* _TASKS TO CARRY OUT_
(1) Answer these questions from the passage on Sandra Blow, one line each:
(a) Which writer had previously occupied the cottage she rented in Cornwall?
(b) In what year did she become a Royal Academician?
(c) Which materials do her abstract paintings integrate?
(2) Pick up the passage on Sandra Blow after its final sentence and carry it on for a few more sentences.

* _SOURCE PASSAGE_

Sandra Blow was a student at St Martin's School of Art from 1941 to 1946 and at the Royal Academy in London from 1946 to 1947. Between 1947 and 1950 she worked in Italy, Spain and France. In Italy she met Alberto Burri who was to have an immediate impact on her work. She spent a year in Cornwall in 1957-1958 where she rented a cottage previously occupied by the writer D.H. Lawrence, and spent time with Patrick Heron, Roger Hilton, and other artists associated with St Ives. In 1958 she won an International Guggenheim award and was represented at the Venice Biennale. She was awarded second prize at the John Moores Liverpool Exhibition in 1961. She was a lecturer at the Royal College of Art in London and in 1978 became a Royal Academician. In 1994 she settled permanently in St Ives, and a retrospective of her work was held in the same year at the newly opened Sackler Galleries of the Royal Academy. To celebrate her 80th birthday, a celebratory exhibition was held at Tate St. Ives with a publication on her work by Michael Bird in 2002. Sandra Blow died in 2006. 

 

Her abstract paintings integrate diverse materials, such as sand, ash, plaster, wire and sacking. Blow combines collage with acrylic paint, introducing distinct patches of flat colour and well-defined forms which give an added surface and depth to her compositions. Unlike some of her American contemporaries, careful composition eliminates gestural expression and there is a delicate coherence in her treatment of pictorial space.

* _DATASET CONTENT_
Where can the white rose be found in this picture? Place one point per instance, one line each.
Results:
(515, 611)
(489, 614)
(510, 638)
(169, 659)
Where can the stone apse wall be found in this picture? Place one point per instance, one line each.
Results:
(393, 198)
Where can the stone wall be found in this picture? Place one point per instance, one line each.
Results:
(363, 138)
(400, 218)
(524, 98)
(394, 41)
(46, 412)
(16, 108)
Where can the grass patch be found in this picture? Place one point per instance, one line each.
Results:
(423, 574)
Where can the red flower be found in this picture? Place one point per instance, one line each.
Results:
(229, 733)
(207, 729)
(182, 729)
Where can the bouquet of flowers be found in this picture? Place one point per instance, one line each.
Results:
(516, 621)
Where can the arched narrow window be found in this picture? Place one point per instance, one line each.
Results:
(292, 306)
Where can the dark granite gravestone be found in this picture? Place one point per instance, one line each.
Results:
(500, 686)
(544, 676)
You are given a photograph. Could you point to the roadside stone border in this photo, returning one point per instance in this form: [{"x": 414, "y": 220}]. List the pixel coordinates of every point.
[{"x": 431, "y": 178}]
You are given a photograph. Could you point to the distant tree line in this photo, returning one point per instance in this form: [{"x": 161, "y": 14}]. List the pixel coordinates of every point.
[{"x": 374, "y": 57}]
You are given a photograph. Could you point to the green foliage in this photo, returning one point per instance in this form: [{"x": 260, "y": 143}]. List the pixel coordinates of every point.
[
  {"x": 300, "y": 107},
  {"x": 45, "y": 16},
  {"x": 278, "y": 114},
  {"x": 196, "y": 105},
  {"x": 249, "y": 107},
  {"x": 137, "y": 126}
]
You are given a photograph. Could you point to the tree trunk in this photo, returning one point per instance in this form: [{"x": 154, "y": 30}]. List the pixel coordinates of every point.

* _RESPONSE LIST_
(1)
(a) D.H. Lawrence
(b) 1978
(c) Sand, ash, plaster, wire and sacking

(2)
 

Her work examines the interplay between the key principles of nature: space, colour and texture. According to Mel Gooding, Blow's use of shape and form carries no philosophical connotation but rather serves to 'create the circumstance of those vital relations between the viewer and the work as an object, and between the viewer, the object and the space around it' ( An Artist of Nature in Sandra Blow: Space and Matter, Tate St Ives, 2002). This has led a number of critics to read her work as an exploration into the formal possibilities of painting, linking her approach to that of the Constructivists and, in Britain, with fellow St Ives painters Roger Hilton and Ben Nicholson.